[DATA EXTRACT Boundary: Start]

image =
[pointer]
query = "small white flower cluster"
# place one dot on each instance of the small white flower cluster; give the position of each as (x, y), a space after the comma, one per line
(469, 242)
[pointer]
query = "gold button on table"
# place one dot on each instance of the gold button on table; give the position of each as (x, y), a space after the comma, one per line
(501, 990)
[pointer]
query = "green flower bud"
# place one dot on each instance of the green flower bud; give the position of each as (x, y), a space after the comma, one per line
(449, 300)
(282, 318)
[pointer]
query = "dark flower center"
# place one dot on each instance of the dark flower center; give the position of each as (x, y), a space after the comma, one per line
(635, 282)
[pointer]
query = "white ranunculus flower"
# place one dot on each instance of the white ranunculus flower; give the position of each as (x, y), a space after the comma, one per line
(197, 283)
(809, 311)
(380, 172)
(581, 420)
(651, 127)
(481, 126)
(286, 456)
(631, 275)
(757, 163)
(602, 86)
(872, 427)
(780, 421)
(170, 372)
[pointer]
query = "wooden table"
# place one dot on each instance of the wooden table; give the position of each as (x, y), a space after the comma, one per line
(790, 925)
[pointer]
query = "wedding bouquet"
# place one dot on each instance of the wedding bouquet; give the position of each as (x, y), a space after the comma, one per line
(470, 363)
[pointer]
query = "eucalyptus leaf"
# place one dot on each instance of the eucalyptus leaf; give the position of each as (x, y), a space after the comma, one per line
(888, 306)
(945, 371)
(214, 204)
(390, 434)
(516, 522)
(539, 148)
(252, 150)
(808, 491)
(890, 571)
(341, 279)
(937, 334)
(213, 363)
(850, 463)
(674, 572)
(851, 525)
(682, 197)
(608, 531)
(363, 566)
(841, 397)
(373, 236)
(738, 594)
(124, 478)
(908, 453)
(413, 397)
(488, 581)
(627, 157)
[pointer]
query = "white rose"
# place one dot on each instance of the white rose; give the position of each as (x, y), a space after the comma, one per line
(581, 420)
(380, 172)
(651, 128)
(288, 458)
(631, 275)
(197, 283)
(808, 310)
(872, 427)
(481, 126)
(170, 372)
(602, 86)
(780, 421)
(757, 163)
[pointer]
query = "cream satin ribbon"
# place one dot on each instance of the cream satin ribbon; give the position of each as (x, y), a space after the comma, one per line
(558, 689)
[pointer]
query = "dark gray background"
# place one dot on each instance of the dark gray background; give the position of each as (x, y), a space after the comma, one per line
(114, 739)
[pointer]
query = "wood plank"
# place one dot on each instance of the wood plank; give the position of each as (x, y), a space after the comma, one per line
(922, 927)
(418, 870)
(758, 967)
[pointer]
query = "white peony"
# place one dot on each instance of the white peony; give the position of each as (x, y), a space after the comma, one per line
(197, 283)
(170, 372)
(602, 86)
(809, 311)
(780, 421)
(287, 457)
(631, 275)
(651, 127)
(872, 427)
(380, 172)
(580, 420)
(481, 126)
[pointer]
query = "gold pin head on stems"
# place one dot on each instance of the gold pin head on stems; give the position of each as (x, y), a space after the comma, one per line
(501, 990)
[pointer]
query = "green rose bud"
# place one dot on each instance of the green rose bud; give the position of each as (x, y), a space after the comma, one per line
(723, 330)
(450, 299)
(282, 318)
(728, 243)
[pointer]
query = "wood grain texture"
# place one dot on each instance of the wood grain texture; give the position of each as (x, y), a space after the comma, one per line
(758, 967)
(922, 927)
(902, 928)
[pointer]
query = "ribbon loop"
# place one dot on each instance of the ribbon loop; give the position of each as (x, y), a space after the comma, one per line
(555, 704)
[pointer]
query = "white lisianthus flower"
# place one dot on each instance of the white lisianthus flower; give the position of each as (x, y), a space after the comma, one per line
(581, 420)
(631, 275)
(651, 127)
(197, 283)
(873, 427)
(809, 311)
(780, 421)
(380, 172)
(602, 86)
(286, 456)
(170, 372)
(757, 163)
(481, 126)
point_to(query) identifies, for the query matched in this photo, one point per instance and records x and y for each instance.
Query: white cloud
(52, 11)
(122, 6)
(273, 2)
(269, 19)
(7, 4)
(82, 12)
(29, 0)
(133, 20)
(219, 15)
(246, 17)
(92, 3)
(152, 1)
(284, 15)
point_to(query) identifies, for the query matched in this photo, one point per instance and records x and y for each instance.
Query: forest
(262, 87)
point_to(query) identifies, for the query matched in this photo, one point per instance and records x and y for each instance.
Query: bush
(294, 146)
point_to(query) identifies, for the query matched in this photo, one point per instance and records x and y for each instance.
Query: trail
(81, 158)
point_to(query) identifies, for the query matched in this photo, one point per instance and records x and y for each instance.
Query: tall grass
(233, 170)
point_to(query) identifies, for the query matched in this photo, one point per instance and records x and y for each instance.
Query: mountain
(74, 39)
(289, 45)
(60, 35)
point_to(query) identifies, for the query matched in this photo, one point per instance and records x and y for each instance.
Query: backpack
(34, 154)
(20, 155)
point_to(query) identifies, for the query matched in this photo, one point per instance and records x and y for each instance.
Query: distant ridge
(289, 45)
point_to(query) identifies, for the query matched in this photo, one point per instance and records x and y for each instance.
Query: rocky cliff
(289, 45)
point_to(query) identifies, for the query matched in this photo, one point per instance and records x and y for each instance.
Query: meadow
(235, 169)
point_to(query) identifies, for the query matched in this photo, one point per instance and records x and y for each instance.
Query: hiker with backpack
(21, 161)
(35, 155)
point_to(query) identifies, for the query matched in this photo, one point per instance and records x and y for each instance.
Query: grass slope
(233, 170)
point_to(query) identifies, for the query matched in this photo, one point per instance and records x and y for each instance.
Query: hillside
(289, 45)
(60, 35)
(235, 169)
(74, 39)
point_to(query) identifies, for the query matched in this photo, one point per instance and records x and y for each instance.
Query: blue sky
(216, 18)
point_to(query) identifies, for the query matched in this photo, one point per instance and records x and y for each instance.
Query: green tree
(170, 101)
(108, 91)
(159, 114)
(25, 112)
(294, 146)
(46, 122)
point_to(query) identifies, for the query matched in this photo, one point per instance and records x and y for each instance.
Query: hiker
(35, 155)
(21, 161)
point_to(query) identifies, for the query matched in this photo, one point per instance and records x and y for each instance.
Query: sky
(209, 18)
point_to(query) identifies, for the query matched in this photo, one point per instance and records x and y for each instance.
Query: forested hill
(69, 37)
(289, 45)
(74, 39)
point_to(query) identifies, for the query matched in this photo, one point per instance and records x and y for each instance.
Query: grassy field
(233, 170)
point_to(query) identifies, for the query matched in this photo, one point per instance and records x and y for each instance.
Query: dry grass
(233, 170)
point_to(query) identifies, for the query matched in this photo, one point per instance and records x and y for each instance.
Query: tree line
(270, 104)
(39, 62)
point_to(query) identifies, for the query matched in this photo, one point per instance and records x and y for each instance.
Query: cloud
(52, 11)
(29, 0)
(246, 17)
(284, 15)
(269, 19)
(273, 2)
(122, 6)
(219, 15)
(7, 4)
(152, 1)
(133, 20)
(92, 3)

[DATA EXTRACT Boundary: End]

WORK TASK:
Transcribe every line above, character for character.

SOLUTION:
image =
[pointer]
query = "small white flower cluster"
# place one dot on each instance of the small white flower cluster; give the position of each as (x, y), a space after the comma, one per line
(469, 242)
[pointer]
query = "gold button on table"
# place one dot on each instance of the gold button on table; give the position of each as (x, y), a space after the comma, one per line
(501, 990)
[pointer]
query = "green flower bud"
# place one dot on each instance of the green flower bud; give the position of each as (x, y), a space after the comma, one per line
(449, 300)
(282, 318)
[pointer]
query = "dark flower center"
# place one dot on each instance of the dark flower center; give the position of each as (x, y), a space after the comma, one per line
(635, 282)
[pointer]
query = "white ranunculus flower"
# place one dot on each instance of the white ranunculus flower; give the position of each as (x, y), a space after the comma, one per line
(197, 283)
(809, 311)
(380, 172)
(581, 420)
(651, 127)
(481, 126)
(286, 456)
(631, 275)
(757, 163)
(602, 86)
(872, 427)
(780, 421)
(170, 372)
[pointer]
query = "wooden table"
# place one dot on each instance of the wooden table; give the position of each as (x, y), a space after the comma, one per line
(790, 925)
[pointer]
query = "wedding bouquet"
# place one dot on each instance of the wedding bouquet; give the position of each as (x, y), a space after the comma, one per line
(470, 363)
[pointer]
query = "eucalyptus leaf"
# place one dot on each instance of the eucalyptus leaf; give the position of each as (x, y), a space after the comma, one per line
(888, 306)
(945, 371)
(214, 204)
(390, 434)
(516, 522)
(539, 148)
(252, 150)
(808, 491)
(890, 571)
(341, 279)
(937, 334)
(213, 363)
(850, 463)
(674, 572)
(851, 525)
(682, 197)
(608, 531)
(363, 566)
(841, 397)
(373, 236)
(738, 594)
(124, 478)
(908, 453)
(413, 397)
(488, 581)
(627, 157)
[pointer]
query = "white rose"
# place one dot on each instance of the white rose; give the position of each as (x, y), a space after the comma, one per line
(581, 420)
(380, 172)
(651, 128)
(288, 458)
(631, 275)
(197, 283)
(808, 310)
(872, 427)
(481, 126)
(170, 372)
(602, 86)
(780, 421)
(757, 163)
[pointer]
query = "cream satin ribbon"
# place one dot on each instance of the cream satin ribbon; give the position of each as (x, y), a space after the comma, one per line
(558, 689)
[pointer]
query = "dark gray background"
# place one dot on each instance of the dark gray background; give the position of each as (x, y), a space after the comma, one per line
(114, 739)
[pointer]
query = "wood plank"
# place one dot on each instance of the wood plank; give the position of each as (x, y), a space after the comma, one per line
(922, 927)
(418, 870)
(758, 967)
[pointer]
query = "white peony"
# place one dot on each instance of the white peony; give the position of each as (x, y), a space after the comma, one per line
(197, 283)
(170, 372)
(602, 86)
(809, 311)
(780, 421)
(287, 457)
(631, 275)
(651, 127)
(872, 427)
(380, 172)
(580, 420)
(481, 126)
[pointer]
query = "gold pin head on stems"
# place one dot on each instance of the gold pin head on stems; give the position of each as (x, y), a space after the comma, one per line
(501, 990)
[pointer]
query = "green rose bud"
# place one dot on each instance of the green rose bud; give the position of each as (x, y), a space after the comma, one per line
(723, 330)
(450, 299)
(282, 318)
(728, 243)
[pointer]
query = "wood grain texture"
# place one dot on each instance of the wood grain texture; give the position of each as (x, y), a space after the comma, one per line
(758, 967)
(922, 927)
(902, 928)
[pointer]
query = "ribbon loop"
# place one dot on each instance of the ribbon loop; give the position of each as (x, y), a space after the comma, one per line
(555, 704)
[pointer]
query = "white lisianthus flower"
# place one dot on each instance of the white lisianthus flower; give the position of each as (x, y), a space after the comma, one per line
(581, 420)
(631, 275)
(651, 127)
(197, 283)
(873, 427)
(809, 311)
(780, 421)
(380, 172)
(602, 86)
(286, 456)
(170, 372)
(757, 163)
(481, 126)
point_to(query) identifies, for the query matched in this photo, one point per instance and records x and y for each instance.
Query: white cloud
(52, 11)
(122, 6)
(273, 2)
(269, 19)
(7, 4)
(82, 12)
(29, 0)
(133, 20)
(219, 15)
(246, 17)
(92, 3)
(152, 1)
(284, 15)
point_to(query) identifies, for the query matched in this photo, one point per instance and records x and y for each instance.
Query: forest
(262, 87)
point_to(query) identifies, for the query matched in this photo, one point per instance and records x and y for each instance.
Query: bush
(294, 146)
point_to(query) identifies, for the query matched in this photo, one point per instance and records x and y for each instance.
Query: trail
(81, 158)
point_to(query) identifies, for the query matched in this photo, one point per instance and records x and y for each instance.
Query: tall grass
(233, 170)
point_to(query) identifies, for the query matched in this photo, one point per instance and records x and y for each instance.
Query: mountain
(74, 39)
(289, 45)
(60, 35)
point_to(query) identifies, for the query matched in this photo, one point per instance and records x and y for each instance.
Query: backpack
(34, 154)
(20, 155)
point_to(query) identifies, for the query matched in this photo, one point per instance and records x and y for each instance.
Query: distant ridge
(289, 45)
point_to(query) identifies, for the query matched in this photo, one point per instance and records x and y for each instance.
Query: rocky cliff
(289, 45)
point_to(query) identifies, for the query matched in this photo, one point per instance and records x and y for each instance.
Query: meadow
(235, 169)
point_to(query) identifies, for the query matched in this photo, one point per instance and records x and y for each instance.
Query: hiker with backpack
(21, 161)
(35, 155)
point_to(query) identifies, for the query matched in this photo, one point per instance and records x and y for each instance.
Query: grass slope
(233, 170)
point_to(query) identifies, for the query matched in this photo, one point per instance and records x and y for each instance.
Query: hillside
(289, 45)
(60, 35)
(235, 169)
(74, 39)
point_to(query) identifies, for the query matched in this photo, one point per instance and records x and y for each instance.
Query: blue sky
(216, 18)
point_to(query) identifies, for the query matched in this photo, one point per instance and records x and y for each instance.
Query: green tree
(170, 101)
(108, 91)
(159, 114)
(25, 112)
(294, 146)
(46, 122)
point_to(query) identifies, for the query matched in this photo, one point per instance and records x and y for each instance.
Query: hiker
(35, 155)
(21, 161)
point_to(query) identifies, for the query matched in this photo, one point per instance and records x and y for each instance.
Query: sky
(209, 18)
point_to(query) identifies, for the query matched in this photo, one point per instance and records x and y for each instance.
Query: forested hill
(69, 37)
(289, 45)
(74, 39)
point_to(query) identifies, for the query matched in this photo, one point per instance and records x and y for each instance.
Query: grassy field
(233, 170)
point_to(query) identifies, for the query matched in this photo, one point per instance and records x and y for each instance.
Query: dry grass
(233, 170)
point_to(query) identifies, for the query matched in this photo, one point per instance and records x and y for each instance.
Query: tree line
(270, 104)
(39, 62)
point_to(query) identifies, for the query matched in this photo, one point per instance and records x and y for each instance.
Query: cloud
(52, 11)
(29, 0)
(246, 17)
(284, 15)
(269, 19)
(273, 2)
(122, 6)
(219, 15)
(7, 4)
(152, 1)
(133, 20)
(92, 3)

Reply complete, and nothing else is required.